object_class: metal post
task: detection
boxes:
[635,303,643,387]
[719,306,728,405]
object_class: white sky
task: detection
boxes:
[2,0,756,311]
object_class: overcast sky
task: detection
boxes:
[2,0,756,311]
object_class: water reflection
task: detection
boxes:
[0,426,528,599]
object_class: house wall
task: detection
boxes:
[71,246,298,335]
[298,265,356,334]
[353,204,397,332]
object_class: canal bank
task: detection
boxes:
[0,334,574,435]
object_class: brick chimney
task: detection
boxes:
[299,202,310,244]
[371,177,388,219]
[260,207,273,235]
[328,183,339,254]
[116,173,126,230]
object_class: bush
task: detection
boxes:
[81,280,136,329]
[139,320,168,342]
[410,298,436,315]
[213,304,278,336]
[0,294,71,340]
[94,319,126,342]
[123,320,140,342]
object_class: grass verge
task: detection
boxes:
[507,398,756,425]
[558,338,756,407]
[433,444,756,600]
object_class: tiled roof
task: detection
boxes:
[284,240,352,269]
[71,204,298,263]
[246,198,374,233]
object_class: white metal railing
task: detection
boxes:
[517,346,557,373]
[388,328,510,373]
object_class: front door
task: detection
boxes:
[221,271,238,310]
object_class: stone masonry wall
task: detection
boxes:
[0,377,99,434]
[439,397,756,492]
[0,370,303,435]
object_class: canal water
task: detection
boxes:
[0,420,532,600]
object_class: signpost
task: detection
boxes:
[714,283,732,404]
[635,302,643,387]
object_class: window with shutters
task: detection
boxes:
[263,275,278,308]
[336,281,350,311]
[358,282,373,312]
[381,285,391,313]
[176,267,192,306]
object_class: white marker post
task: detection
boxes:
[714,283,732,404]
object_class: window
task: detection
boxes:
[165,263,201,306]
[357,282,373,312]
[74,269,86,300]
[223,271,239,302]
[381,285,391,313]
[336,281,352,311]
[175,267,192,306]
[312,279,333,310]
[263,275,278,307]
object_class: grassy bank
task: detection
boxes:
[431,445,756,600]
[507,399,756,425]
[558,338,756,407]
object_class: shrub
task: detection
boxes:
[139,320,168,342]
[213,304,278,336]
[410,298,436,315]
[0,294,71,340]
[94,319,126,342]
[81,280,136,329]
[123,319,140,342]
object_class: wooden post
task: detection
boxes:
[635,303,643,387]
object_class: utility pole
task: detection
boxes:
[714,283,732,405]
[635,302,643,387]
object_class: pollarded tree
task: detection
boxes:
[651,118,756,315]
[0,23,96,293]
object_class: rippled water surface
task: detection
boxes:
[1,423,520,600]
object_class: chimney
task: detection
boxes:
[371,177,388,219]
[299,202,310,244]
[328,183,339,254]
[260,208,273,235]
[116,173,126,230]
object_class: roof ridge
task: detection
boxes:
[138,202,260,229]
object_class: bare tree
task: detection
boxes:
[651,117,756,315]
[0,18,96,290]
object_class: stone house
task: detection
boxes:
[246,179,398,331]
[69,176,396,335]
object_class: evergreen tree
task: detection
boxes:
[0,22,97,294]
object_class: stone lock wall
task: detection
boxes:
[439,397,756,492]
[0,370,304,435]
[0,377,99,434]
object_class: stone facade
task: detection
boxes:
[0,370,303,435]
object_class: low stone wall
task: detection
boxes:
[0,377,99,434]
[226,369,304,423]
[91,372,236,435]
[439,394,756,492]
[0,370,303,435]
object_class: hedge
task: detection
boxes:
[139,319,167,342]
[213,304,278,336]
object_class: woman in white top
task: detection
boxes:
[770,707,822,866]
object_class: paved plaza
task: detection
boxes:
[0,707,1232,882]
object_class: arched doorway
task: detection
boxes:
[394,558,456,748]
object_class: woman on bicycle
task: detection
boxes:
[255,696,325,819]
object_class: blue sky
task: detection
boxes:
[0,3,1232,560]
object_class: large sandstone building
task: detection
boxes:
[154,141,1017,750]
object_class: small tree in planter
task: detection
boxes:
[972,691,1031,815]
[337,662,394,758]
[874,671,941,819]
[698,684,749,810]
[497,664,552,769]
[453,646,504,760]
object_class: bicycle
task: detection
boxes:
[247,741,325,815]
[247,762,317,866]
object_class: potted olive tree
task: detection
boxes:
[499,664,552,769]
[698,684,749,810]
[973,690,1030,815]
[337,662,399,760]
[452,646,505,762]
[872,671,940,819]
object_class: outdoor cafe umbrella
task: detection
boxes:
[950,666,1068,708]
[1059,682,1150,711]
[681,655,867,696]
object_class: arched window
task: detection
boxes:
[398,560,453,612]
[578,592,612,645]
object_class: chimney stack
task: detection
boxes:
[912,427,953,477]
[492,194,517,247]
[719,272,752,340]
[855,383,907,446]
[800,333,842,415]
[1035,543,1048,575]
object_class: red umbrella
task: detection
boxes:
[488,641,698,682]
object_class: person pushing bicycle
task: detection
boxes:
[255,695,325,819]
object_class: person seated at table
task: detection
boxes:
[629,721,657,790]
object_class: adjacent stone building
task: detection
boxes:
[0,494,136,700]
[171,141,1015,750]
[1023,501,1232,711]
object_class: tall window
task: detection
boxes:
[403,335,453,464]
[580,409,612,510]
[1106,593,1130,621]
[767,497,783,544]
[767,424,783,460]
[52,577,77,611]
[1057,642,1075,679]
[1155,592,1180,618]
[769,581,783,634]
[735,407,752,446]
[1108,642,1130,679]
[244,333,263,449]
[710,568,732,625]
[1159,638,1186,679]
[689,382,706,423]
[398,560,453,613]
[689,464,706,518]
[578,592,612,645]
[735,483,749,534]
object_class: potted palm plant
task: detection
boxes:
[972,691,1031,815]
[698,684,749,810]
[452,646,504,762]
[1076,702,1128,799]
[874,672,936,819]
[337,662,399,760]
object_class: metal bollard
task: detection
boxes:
◆ ◆ ◆ ◆ ◆
Recast every line of the listing above as a JSON array of strings, one string per line, with blank lines omitted.

## [Result]
[
  "object_class: metal post",
  "task: detection",
  "boxes:",
  "[635,303,643,387]",
  "[719,306,728,405]",
  "object_class: white sky",
  "task: detection",
  "boxes:",
  "[2,0,756,311]",
  "object_class: overcast sky",
  "task: detection",
  "boxes:",
  "[2,0,756,311]",
  "object_class: water reflection",
  "task: detection",
  "boxes:",
  "[0,426,528,599]",
  "object_class: house wall",
  "task: detection",
  "boxes:",
  "[71,246,298,335]",
  "[298,265,356,334]",
  "[353,204,397,332]",
  "object_class: canal bank",
  "task: detection",
  "boxes:",
  "[0,334,574,435]",
  "object_class: brick chimney",
  "task: detection",
  "boxes:",
  "[299,202,310,244]",
  "[371,177,388,219]",
  "[260,207,273,235]",
  "[328,183,339,254]",
  "[116,173,126,230]",
  "object_class: bush",
  "task: detection",
  "boxes:",
  "[81,280,136,329]",
  "[139,320,168,342]",
  "[410,298,436,315]",
  "[213,304,278,336]",
  "[0,294,71,340]",
  "[94,319,126,342]",
  "[123,320,140,342]",
  "object_class: grass verge",
  "task: detection",
  "boxes:",
  "[507,398,756,425]",
  "[558,338,756,407]",
  "[433,444,756,600]",
  "object_class: tiled roof",
  "task: detection",
  "boxes:",
  "[284,240,352,269]",
  "[71,204,298,263]",
  "[246,198,374,233]",
  "object_class: white metal railing",
  "task: detection",
  "boxes:",
  "[517,346,557,373]",
  "[388,328,510,373]",
  "object_class: front door",
  "task: detection",
  "boxes:",
  "[221,271,238,310]",
  "object_class: stone masonry wall",
  "task: detection",
  "boxes:",
  "[0,377,99,434]",
  "[439,397,756,492]",
  "[0,370,303,435]",
  "object_class: canal water",
  "task: detection",
  "boxes:",
  "[0,420,532,600]",
  "object_class: signpost",
  "task: detection",
  "boxes:",
  "[714,283,732,404]",
  "[635,302,643,387]",
  "object_class: window with shutters",
  "task: detection",
  "boxes:",
  "[263,275,278,308]",
  "[336,281,350,311]",
  "[358,282,373,312]",
  "[381,285,391,313]",
  "[176,267,192,306]",
  "object_class: white marker post",
  "task: detection",
  "boxes:",
  "[714,283,732,404]",
  "object_class: window",
  "task: detection",
  "boxes:",
  "[165,263,201,306]",
  "[357,282,373,312]",
  "[74,269,86,300]",
  "[223,271,239,302]",
  "[381,285,391,313]",
  "[336,281,352,311]",
  "[175,267,192,306]",
  "[312,279,333,310]",
  "[263,275,278,307]",
  "object_class: grassy bank",
  "task: detection",
  "boxes:",
  "[431,445,756,600]",
  "[507,399,756,425]",
  "[558,338,756,407]",
  "object_class: shrub",
  "task: detection",
  "boxes:",
  "[139,320,168,342]",
  "[213,304,278,336]",
  "[410,298,436,315]",
  "[0,294,71,340]",
  "[94,319,126,342]",
  "[81,280,136,329]",
  "[123,319,140,342]",
  "object_class: wooden post",
  "task: detection",
  "boxes:",
  "[635,303,643,387]",
  "object_class: utility pole",
  "task: detection",
  "boxes:",
  "[714,283,732,405]",
  "[635,302,643,387]",
  "object_class: pollarded tree",
  "task: detection",
  "boxes:",
  "[651,118,756,315]",
  "[0,23,96,293]",
  "object_class: rippled water surface",
  "task: detection",
  "boxes:",
  "[1,423,520,600]",
  "object_class: chimney",
  "task: detection",
  "boxes:",
  "[371,177,388,219]",
  "[299,202,310,244]",
  "[328,183,339,254]",
  "[260,208,273,235]",
  "[116,173,126,230]",
  "object_class: roof ridge",
  "task: detection",
  "boxes:",
  "[138,202,260,229]",
  "object_class: bare tree",
  "task: detection",
  "boxes:",
  "[651,117,756,315]",
  "[0,18,96,290]",
  "object_class: stone house",
  "task: detection",
  "boxes:",
  "[246,179,398,331]",
  "[69,176,396,335]",
  "object_class: evergreen tree",
  "task: detection",
  "boxes:",
  "[0,22,97,294]",
  "object_class: stone lock wall",
  "task: detection",
  "boxes:",
  "[439,397,756,492]",
  "[0,370,304,435]",
  "[0,377,99,434]",
  "object_class: stone facade",
  "task: detection",
  "boxes:",
  "[0,370,303,435]",
  "object_class: low stone wall",
  "task: detection",
  "boxes:",
  "[0,377,99,434]",
  "[226,369,304,423]",
  "[91,372,236,435]",
  "[439,394,756,492]",
  "[0,370,303,435]",
  "object_class: hedge",
  "task: detection",
  "boxes:",
  "[139,319,167,342]",
  "[213,304,278,336]",
  "object_class: woman in white top",
  "task: detection",
  "boxes:",
  "[770,707,822,866]",
  "object_class: paved plaza",
  "task: detection",
  "boxes:",
  "[0,707,1232,882]",
  "object_class: arched doorway",
  "task: detection",
  "boxes:",
  "[394,558,456,748]",
  "object_class: woman on bicycle",
  "task: detection",
  "boxes:",
  "[255,696,325,819]",
  "object_class: blue sky",
  "task: detection",
  "boxes:",
  "[0,3,1232,560]",
  "object_class: large sandstone building",
  "task: detection",
  "boxes:",
  "[154,141,1017,750]",
  "object_class: small tree in planter",
  "task: detection",
  "boxes:",
  "[972,691,1031,815]",
  "[337,662,394,758]",
  "[874,671,941,819]",
  "[698,684,749,810]",
  "[497,664,552,769]",
  "[453,646,504,760]",
  "object_class: bicycle",
  "task: detection",
  "boxes:",
  "[247,741,325,815]",
  "[247,762,317,866]",
  "object_class: potted olive tree",
  "task: detection",
  "boxes:",
  "[499,664,552,769]",
  "[698,684,749,810]",
  "[973,690,1030,815]",
  "[337,662,399,760]",
  "[452,646,505,762]",
  "[872,671,940,819]",
  "object_class: outdoor cafe umbrella",
  "task: detection",
  "boxes:",
  "[950,666,1068,708]",
  "[1059,682,1150,711]",
  "[681,655,867,696]",
  "object_class: arched window",
  "task: detection",
  "boxes:",
  "[398,560,453,612]",
  "[578,592,612,645]",
  "object_class: chimney stack",
  "task: detection",
  "boxes:",
  "[912,427,953,477]",
  "[492,194,517,247]",
  "[719,272,752,340]",
  "[855,383,907,446]",
  "[800,333,842,415]",
  "[1035,543,1048,575]",
  "object_class: red umbrella",
  "task: detection",
  "boxes:",
  "[488,641,698,682]",
  "object_class: person pushing bicycle",
  "task: detection",
  "boxes:",
  "[255,695,325,819]",
  "object_class: person seated at table",
  "task: detection",
  "boxes:",
  "[629,721,657,790]",
  "object_class: adjacent stone building",
  "task: detection",
  "boxes:",
  "[0,494,136,700]",
  "[171,141,1015,750]",
  "[1023,501,1232,711]",
  "object_class: tall window",
  "task: detection",
  "boxes:",
  "[403,335,453,464]",
  "[580,409,612,510]",
  "[1106,593,1130,621]",
  "[767,497,783,544]",
  "[767,424,783,460]",
  "[52,577,77,611]",
  "[1057,642,1075,679]",
  "[1155,592,1180,618]",
  "[769,581,783,634]",
  "[735,407,752,446]",
  "[1108,642,1130,679]",
  "[244,333,263,449]",
  "[710,568,732,625]",
  "[1159,638,1186,679]",
  "[689,382,706,423]",
  "[398,560,453,613]",
  "[689,464,706,518]",
  "[578,592,612,645]",
  "[735,483,749,534]",
  "object_class: potted palm plant",
  "task: detection",
  "boxes:",
  "[972,691,1031,815]",
  "[698,684,749,810]",
  "[452,646,504,762]",
  "[1076,702,1128,799]",
  "[874,672,936,819]",
  "[337,662,399,760]",
  "object_class: metal bollard",
  "task: detection",
  "boxes:"
]